- YOUR GOAL: Repeat each entry as written and leave the images out of the copy.

════════════════

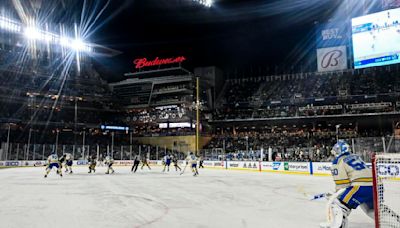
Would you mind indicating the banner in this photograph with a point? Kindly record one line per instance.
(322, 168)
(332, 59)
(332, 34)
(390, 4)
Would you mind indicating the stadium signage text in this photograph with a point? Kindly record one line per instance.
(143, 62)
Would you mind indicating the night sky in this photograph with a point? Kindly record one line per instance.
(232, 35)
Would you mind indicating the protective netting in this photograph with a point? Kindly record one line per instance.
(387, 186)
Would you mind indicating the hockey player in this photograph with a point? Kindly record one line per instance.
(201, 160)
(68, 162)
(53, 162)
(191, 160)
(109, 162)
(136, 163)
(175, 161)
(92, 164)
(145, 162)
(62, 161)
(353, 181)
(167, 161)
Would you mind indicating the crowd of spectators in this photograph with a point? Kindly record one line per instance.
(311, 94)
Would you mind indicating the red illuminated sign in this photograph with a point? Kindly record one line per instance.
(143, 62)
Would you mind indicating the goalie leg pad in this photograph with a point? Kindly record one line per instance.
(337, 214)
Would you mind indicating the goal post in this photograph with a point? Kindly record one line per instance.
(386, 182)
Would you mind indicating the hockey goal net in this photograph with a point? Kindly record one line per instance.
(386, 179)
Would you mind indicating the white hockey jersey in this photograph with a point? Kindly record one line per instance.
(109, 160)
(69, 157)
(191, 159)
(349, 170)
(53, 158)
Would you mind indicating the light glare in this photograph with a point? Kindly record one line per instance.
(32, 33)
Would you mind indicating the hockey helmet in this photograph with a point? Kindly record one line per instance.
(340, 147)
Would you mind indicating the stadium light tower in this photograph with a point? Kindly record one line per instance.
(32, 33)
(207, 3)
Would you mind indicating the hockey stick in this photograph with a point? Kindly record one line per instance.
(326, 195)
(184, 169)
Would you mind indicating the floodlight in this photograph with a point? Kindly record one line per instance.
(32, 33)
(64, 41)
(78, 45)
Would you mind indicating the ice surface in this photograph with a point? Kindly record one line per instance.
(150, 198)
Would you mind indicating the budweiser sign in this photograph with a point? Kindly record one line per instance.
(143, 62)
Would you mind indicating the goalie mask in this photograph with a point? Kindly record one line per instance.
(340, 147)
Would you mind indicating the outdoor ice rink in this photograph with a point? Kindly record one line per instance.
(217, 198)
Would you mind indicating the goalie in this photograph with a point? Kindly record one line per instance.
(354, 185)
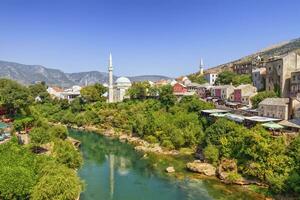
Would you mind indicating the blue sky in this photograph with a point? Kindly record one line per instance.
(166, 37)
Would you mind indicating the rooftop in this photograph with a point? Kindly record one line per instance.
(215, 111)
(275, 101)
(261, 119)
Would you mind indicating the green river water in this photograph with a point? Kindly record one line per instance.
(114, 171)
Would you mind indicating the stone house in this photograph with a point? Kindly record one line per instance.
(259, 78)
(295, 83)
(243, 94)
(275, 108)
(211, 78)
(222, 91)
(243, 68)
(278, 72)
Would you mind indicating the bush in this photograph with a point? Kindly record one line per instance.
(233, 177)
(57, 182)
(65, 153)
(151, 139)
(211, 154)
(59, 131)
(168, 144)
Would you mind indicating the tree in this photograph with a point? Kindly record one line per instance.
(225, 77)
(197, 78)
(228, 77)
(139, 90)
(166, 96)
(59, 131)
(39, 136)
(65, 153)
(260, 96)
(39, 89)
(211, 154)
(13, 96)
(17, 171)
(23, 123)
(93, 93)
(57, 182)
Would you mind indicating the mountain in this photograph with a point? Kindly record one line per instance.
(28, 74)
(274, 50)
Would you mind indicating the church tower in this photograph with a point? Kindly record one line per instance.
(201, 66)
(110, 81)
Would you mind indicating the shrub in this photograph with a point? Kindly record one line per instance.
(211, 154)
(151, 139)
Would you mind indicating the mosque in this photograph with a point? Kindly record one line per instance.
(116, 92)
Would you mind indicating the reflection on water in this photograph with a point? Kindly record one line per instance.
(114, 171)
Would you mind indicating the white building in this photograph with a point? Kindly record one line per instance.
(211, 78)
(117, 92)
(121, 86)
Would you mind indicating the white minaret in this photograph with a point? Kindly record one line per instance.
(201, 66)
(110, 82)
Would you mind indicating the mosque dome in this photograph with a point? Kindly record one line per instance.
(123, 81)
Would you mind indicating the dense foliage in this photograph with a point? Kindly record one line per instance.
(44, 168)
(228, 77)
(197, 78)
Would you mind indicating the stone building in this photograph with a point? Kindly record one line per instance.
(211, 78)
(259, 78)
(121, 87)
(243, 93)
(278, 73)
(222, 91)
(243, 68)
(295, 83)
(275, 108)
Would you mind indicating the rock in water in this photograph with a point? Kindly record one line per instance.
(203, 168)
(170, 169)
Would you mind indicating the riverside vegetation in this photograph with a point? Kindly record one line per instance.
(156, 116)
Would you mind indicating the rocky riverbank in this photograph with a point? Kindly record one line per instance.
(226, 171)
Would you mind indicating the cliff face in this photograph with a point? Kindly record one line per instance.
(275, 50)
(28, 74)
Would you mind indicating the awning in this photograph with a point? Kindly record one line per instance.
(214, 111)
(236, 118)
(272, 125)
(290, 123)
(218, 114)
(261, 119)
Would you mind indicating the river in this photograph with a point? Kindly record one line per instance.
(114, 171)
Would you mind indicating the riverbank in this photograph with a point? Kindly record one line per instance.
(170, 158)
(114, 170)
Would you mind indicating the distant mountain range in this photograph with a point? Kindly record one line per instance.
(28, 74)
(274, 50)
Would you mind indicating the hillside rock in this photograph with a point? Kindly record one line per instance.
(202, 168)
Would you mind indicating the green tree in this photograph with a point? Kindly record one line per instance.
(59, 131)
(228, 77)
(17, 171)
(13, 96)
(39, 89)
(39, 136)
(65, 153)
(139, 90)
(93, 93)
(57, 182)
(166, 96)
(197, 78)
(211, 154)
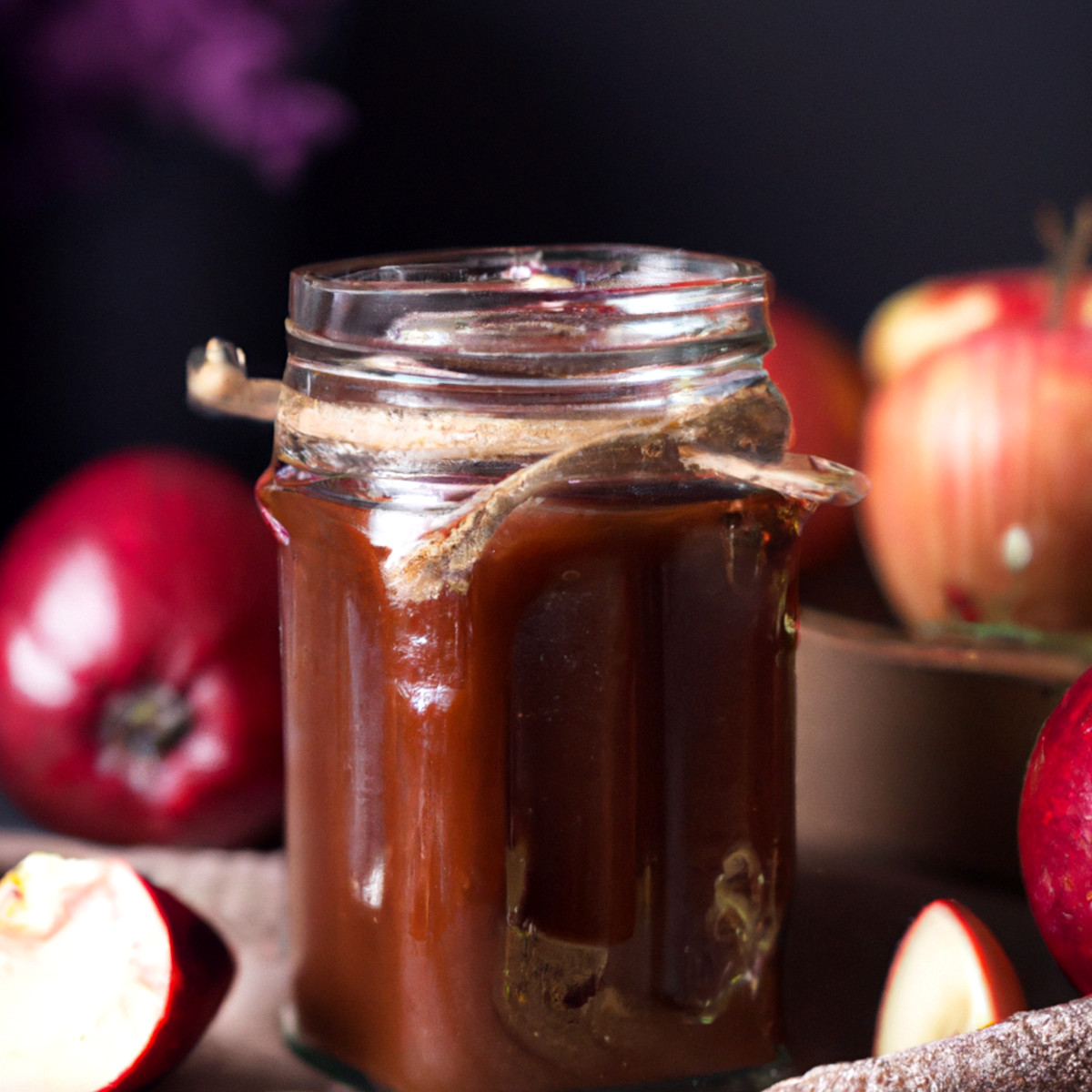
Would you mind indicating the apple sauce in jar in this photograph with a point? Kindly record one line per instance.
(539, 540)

════════════════

- FINAL RESULT:
Would you mind indicating the banner in this photograph with a point? Kindly record one line per instance.
(322, 168)
(332, 59)
(332, 34)
(390, 4)
Would you mind indicating the stadium signage text in this photograph with a point? Kindly record one line per instance.
(143, 62)
Would you mind indicating the night sky in this photograph with a point? Kindly record one line per instance.
(232, 35)
Would you mind indicating the protective netting in this photograph with a point? Kindly record one line per instance.
(387, 186)
Would you mind indicating the hockey player in this photograph with a point? Kindly record one line per instance.
(201, 160)
(68, 162)
(53, 162)
(191, 160)
(109, 162)
(136, 163)
(175, 161)
(92, 164)
(145, 162)
(62, 161)
(353, 181)
(167, 161)
Would you mind indicating the crowd of spectators in this photograph with a point? Kindly record one line per instance.
(311, 94)
Would you mind indicating the red illuminated sign in this photograph with a point? Kindly record one line per instance.
(143, 62)
Would you mind indicating the goalie leg pad in this photograph with a point? Kindly record one line per instance.
(337, 214)
Would you mind indicating the goal post in this photograph with a point? Kindly record one line per instance.
(386, 182)
Would you mind indicating the hockey goal net in this photograph with a point? Kindly record one line per instance.
(386, 179)
Would you mind indicating the white hockey jersey in this photograph with a point? Kindly record one line per instance.
(109, 160)
(69, 157)
(191, 159)
(349, 170)
(53, 158)
Would you mind indicating the light glare in this photograph with a point? Kindly record one line per instance.
(32, 33)
Would you mind indicating the hockey helmet in this photograph with a point? Kindly record one line per instance.
(340, 147)
Would you mind indicating the stadium light tower in this photograph with a point? Kindly record one line per instance.
(32, 33)
(207, 3)
Would you mind indicating the hockey stick in this photograph with a point? Kindly record one line per instance.
(326, 195)
(184, 169)
Would you mind indicating the floodlight in this photograph with a point? Kindly record one line per instance.
(32, 33)
(64, 41)
(78, 45)
Would you mind indicating the ice surface in this photograph with a point? Kindly record one line per instance.
(150, 198)
Would you mind indicating the budweiser sign in this photograph with a point? Kindly record one line per instance.
(143, 62)
Would you mind indicating the goalie mask in this photograph with a point? Kindly record one line per instance.
(340, 147)
Would you mind indicating the outdoor ice rink in this photograph with a point? Kindly record one line per instance.
(217, 198)
Would you mind indicating the goalie in this photograph with a point? Kindly record one line per instance.
(354, 185)
Would you mind indicating the blue sky in this photograph with a point? Kindly record one line per instance.
(166, 37)
Would you mind indicating the rooftop in this photograph with a point? Kindly record one line per instance.
(215, 111)
(275, 101)
(261, 119)
Would you mind indicating the green river water in this photograph with a point? Kindly record one line per instance.
(114, 171)
Would you mind indicating the stone house in this photograph with a point? Kindly record one line per instance.
(259, 78)
(295, 83)
(243, 94)
(275, 108)
(211, 78)
(222, 91)
(243, 68)
(278, 72)
Would you mind indicating the bush in this photograph with a point? Kindly record one line per instance.
(233, 177)
(57, 182)
(65, 153)
(151, 139)
(211, 154)
(59, 131)
(168, 144)
Would you mind indicating the tree in this photograph with a point? Kindly record one line per instance.
(225, 77)
(197, 78)
(228, 77)
(139, 90)
(166, 96)
(59, 131)
(39, 136)
(65, 153)
(260, 96)
(39, 89)
(211, 154)
(13, 96)
(17, 171)
(23, 123)
(93, 93)
(57, 182)
Would you mind indicating the mountain in this photograph with a point? Kindly record one line per instance.
(28, 74)
(274, 50)
Would you mind indicating the church tower in this photograph with a point? Kindly record one line per instance.
(201, 66)
(110, 81)
Would you mind indicating the shrub in this photograph with a point? Kindly record one line per instance.
(211, 154)
(151, 139)
Would you mind indicating the mosque in this photograph with a point? Kindly record one line per instance.
(116, 92)
Would you mind indicating the reflection on water in this photograph with a point? Kindly record one line per instance.
(114, 171)
Would you mind indicating the white building in this photograph with a point? Kindly record one line per instance.
(211, 78)
(117, 92)
(121, 86)
Would you mind indicating the white minaret in this photograph with a point? Kindly record one line per instance.
(201, 66)
(110, 82)
Would you mind indicating the mosque dome in this photograph with a point? Kindly record one line per instance.
(123, 81)
Would you mind indicating the dense foliage in this photograph with a point? Kindly record one line per instance.
(44, 168)
(228, 77)
(197, 78)
Would you mind indicating the stone building in this photograph with a point? Kindly record one line per instance.
(211, 78)
(259, 78)
(121, 87)
(243, 93)
(278, 73)
(222, 91)
(243, 68)
(295, 83)
(275, 108)
Would you mind indicating the rock in water in this photograph with a point? Kindly record one line per instance.
(203, 168)
(170, 169)
Would you mind indicating the riverside vegetation in this photograph with a point? Kindly record one line per instance.
(156, 116)
Would you mind indicating the rocky riverbank in this photograph with a point? Kindly record one line per instance.
(226, 171)
Would you mind indicating the cliff face in this photograph with a point? Kindly record one line per instance.
(275, 50)
(28, 74)
Would you mind indicating the awning in this photograph with a point? Kindly record one line per instance.
(214, 111)
(236, 118)
(272, 125)
(290, 123)
(218, 114)
(261, 119)
Would you mind indicating the river in this photograph with a point? Kindly record one line per instance.
(114, 171)
Would you mind indicating the riverbank in this photograph with a point? Kindly record one line per instance.
(170, 158)
(114, 170)
Would you mind indicating the distant mountain range in this photograph with a point? Kindly record one line per instance.
(28, 74)
(274, 50)
Would you mind indicating the hillside rock in this photograph with a point? Kindly record one line per instance.
(202, 168)
Would you mind indicating the green tree in this photograph with a point? Kindly record one line per instance.
(59, 131)
(228, 77)
(17, 171)
(13, 96)
(39, 89)
(39, 136)
(65, 153)
(139, 90)
(93, 93)
(57, 182)
(166, 96)
(197, 78)
(211, 154)
Would you mind indicating the apple sauce in jar in this photograph with a point? Kindly record one line per instance.
(539, 540)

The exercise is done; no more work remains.